- _Task directions_:
From the line containing "of the street" down to the last line of the listing, quote everything word for word, and nothing else, keeping pictures out.

- _Given data_:
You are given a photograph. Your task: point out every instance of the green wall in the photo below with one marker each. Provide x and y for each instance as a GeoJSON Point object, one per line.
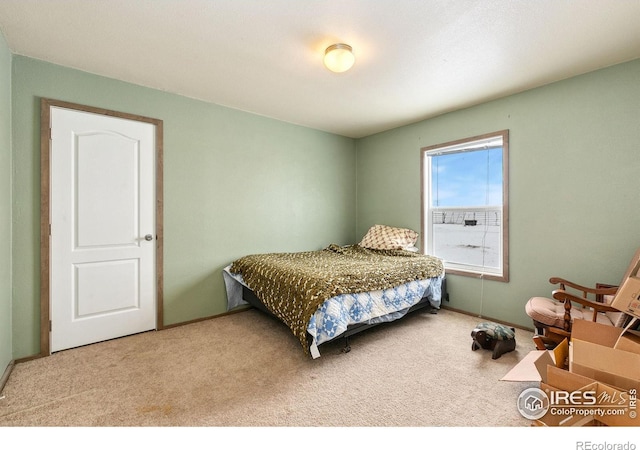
{"type": "Point", "coordinates": [573, 193]}
{"type": "Point", "coordinates": [5, 206]}
{"type": "Point", "coordinates": [237, 183]}
{"type": "Point", "coordinates": [234, 184]}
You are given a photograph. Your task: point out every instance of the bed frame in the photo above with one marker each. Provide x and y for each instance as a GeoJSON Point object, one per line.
{"type": "Point", "coordinates": [250, 297]}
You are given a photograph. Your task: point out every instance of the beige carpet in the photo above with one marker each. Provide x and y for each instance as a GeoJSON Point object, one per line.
{"type": "Point", "coordinates": [247, 370]}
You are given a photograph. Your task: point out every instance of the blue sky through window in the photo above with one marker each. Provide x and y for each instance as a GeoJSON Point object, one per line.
{"type": "Point", "coordinates": [469, 178]}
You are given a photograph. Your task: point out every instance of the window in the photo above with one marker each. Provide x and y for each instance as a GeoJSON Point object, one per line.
{"type": "Point", "coordinates": [464, 205]}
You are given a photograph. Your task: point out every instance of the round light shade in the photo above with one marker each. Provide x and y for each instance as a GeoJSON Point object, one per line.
{"type": "Point", "coordinates": [339, 57]}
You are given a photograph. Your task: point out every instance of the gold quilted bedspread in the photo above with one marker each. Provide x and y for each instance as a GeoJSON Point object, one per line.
{"type": "Point", "coordinates": [293, 285]}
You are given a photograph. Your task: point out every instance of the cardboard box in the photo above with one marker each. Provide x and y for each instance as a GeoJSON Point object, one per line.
{"type": "Point", "coordinates": [627, 298]}
{"type": "Point", "coordinates": [593, 354]}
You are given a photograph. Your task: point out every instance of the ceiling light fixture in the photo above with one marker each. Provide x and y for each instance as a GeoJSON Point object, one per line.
{"type": "Point", "coordinates": [339, 58]}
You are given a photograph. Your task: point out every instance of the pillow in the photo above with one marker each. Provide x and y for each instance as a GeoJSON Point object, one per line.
{"type": "Point", "coordinates": [382, 237]}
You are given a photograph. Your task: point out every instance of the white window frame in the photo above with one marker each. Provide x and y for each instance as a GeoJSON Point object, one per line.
{"type": "Point", "coordinates": [499, 213]}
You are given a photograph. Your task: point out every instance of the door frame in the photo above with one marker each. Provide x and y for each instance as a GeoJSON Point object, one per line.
{"type": "Point", "coordinates": [45, 209]}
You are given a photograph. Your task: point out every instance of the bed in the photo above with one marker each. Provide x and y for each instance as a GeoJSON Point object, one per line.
{"type": "Point", "coordinates": [338, 291]}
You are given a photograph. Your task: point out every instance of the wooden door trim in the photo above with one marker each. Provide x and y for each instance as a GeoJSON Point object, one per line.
{"type": "Point", "coordinates": [45, 210]}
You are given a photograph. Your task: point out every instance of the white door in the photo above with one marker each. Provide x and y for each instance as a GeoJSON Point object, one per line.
{"type": "Point", "coordinates": [102, 215]}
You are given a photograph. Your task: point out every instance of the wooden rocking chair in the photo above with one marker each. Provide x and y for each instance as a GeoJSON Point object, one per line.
{"type": "Point", "coordinates": [552, 318]}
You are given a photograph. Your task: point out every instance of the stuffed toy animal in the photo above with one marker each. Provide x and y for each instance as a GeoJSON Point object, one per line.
{"type": "Point", "coordinates": [492, 336]}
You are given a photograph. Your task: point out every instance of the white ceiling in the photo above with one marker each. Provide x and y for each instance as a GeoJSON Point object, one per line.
{"type": "Point", "coordinates": [415, 59]}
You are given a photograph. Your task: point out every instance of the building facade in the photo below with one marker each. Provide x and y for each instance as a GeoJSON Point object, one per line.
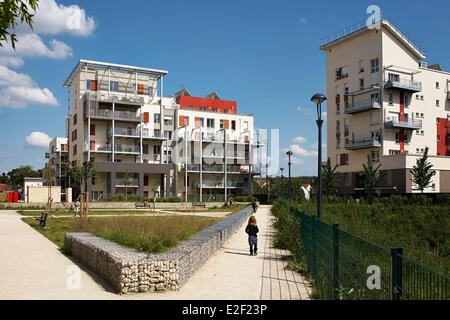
{"type": "Point", "coordinates": [386, 104]}
{"type": "Point", "coordinates": [120, 119]}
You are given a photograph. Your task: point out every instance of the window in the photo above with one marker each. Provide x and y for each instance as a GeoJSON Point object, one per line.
{"type": "Point", "coordinates": [361, 84]}
{"type": "Point", "coordinates": [114, 86]}
{"type": "Point", "coordinates": [391, 99]}
{"type": "Point", "coordinates": [361, 66]}
{"type": "Point", "coordinates": [375, 156]}
{"type": "Point", "coordinates": [74, 135]}
{"type": "Point", "coordinates": [374, 65]}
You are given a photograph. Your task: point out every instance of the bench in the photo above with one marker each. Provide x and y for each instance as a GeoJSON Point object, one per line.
{"type": "Point", "coordinates": [42, 219]}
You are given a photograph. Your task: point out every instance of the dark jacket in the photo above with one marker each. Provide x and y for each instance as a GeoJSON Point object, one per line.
{"type": "Point", "coordinates": [252, 230]}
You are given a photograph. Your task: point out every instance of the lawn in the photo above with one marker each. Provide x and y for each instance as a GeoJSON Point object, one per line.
{"type": "Point", "coordinates": [423, 230]}
{"type": "Point", "coordinates": [145, 234]}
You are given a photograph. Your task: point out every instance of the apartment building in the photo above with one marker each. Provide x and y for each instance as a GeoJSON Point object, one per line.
{"type": "Point", "coordinates": [220, 144]}
{"type": "Point", "coordinates": [120, 119]}
{"type": "Point", "coordinates": [386, 103]}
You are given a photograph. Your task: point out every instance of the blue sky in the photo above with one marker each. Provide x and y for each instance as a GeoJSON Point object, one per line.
{"type": "Point", "coordinates": [264, 54]}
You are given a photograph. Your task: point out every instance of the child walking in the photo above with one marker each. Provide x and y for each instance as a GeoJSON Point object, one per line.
{"type": "Point", "coordinates": [252, 231]}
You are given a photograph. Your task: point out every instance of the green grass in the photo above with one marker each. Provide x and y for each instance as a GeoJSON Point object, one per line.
{"type": "Point", "coordinates": [145, 234]}
{"type": "Point", "coordinates": [423, 230]}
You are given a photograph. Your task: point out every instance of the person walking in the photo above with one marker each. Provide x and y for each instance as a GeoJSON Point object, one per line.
{"type": "Point", "coordinates": [252, 231]}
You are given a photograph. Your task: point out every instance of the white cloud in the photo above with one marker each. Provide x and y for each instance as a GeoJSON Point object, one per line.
{"type": "Point", "coordinates": [20, 96]}
{"type": "Point", "coordinates": [37, 139]}
{"type": "Point", "coordinates": [299, 139]}
{"type": "Point", "coordinates": [54, 18]}
{"type": "Point", "coordinates": [302, 152]}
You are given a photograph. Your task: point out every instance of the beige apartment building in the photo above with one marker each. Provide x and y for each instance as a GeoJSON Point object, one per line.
{"type": "Point", "coordinates": [386, 103]}
{"type": "Point", "coordinates": [120, 119]}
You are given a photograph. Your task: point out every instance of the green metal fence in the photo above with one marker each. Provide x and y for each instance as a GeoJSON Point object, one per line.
{"type": "Point", "coordinates": [345, 266]}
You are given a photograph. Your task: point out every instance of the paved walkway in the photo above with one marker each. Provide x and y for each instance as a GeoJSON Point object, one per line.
{"type": "Point", "coordinates": [31, 267]}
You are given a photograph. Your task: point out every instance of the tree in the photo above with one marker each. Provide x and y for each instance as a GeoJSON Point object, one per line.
{"type": "Point", "coordinates": [423, 172]}
{"type": "Point", "coordinates": [13, 12]}
{"type": "Point", "coordinates": [329, 178]}
{"type": "Point", "coordinates": [371, 178]}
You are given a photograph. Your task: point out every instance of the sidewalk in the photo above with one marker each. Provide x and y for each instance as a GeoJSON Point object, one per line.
{"type": "Point", "coordinates": [31, 267]}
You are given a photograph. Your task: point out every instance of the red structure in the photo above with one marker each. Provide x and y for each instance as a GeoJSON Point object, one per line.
{"type": "Point", "coordinates": [212, 103]}
{"type": "Point", "coordinates": [443, 137]}
{"type": "Point", "coordinates": [13, 197]}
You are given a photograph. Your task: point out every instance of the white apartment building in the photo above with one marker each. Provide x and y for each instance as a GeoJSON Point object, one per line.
{"type": "Point", "coordinates": [385, 102]}
{"type": "Point", "coordinates": [120, 119]}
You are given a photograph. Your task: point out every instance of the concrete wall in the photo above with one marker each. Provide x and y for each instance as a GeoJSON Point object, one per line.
{"type": "Point", "coordinates": [130, 271]}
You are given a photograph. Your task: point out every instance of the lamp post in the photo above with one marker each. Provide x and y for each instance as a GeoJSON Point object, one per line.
{"type": "Point", "coordinates": [224, 160]}
{"type": "Point", "coordinates": [185, 161]}
{"type": "Point", "coordinates": [318, 99]}
{"type": "Point", "coordinates": [289, 154]}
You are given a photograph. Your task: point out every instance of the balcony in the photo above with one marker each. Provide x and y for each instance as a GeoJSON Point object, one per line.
{"type": "Point", "coordinates": [122, 148]}
{"type": "Point", "coordinates": [359, 144]}
{"type": "Point", "coordinates": [404, 84]}
{"type": "Point", "coordinates": [98, 148]}
{"type": "Point", "coordinates": [126, 132]}
{"type": "Point", "coordinates": [411, 124]}
{"type": "Point", "coordinates": [362, 106]}
{"type": "Point", "coordinates": [130, 182]}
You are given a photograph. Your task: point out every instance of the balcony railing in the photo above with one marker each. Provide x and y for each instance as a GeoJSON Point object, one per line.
{"type": "Point", "coordinates": [412, 124]}
{"type": "Point", "coordinates": [125, 98]}
{"type": "Point", "coordinates": [118, 115]}
{"type": "Point", "coordinates": [366, 143]}
{"type": "Point", "coordinates": [98, 148]}
{"type": "Point", "coordinates": [403, 84]}
{"type": "Point", "coordinates": [361, 106]}
{"type": "Point", "coordinates": [126, 148]}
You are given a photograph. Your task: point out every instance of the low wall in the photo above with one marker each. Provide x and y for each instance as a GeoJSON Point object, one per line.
{"type": "Point", "coordinates": [116, 205]}
{"type": "Point", "coordinates": [130, 271]}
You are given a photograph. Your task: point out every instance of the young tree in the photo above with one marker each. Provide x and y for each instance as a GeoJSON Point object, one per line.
{"type": "Point", "coordinates": [423, 172]}
{"type": "Point", "coordinates": [372, 177]}
{"type": "Point", "coordinates": [13, 12]}
{"type": "Point", "coordinates": [330, 178]}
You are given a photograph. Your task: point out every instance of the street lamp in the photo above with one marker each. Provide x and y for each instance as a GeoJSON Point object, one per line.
{"type": "Point", "coordinates": [224, 160]}
{"type": "Point", "coordinates": [318, 99]}
{"type": "Point", "coordinates": [289, 154]}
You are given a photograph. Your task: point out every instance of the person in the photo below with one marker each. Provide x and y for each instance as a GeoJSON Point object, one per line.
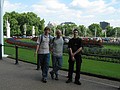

- _Response to the exercise_:
You are given a photograph. Your task: point out every instance of the street lamp in the photo above with one marker each. Provide x and y for each instance as a GeoJSON Point object, one per line.
{"type": "Point", "coordinates": [224, 160]}
{"type": "Point", "coordinates": [318, 99]}
{"type": "Point", "coordinates": [289, 154]}
You are given a photograph. Your task: point out every instance of the person in the photo below with one marker each. Provide x and y for each instance as a GeoJSON Point object, one per line.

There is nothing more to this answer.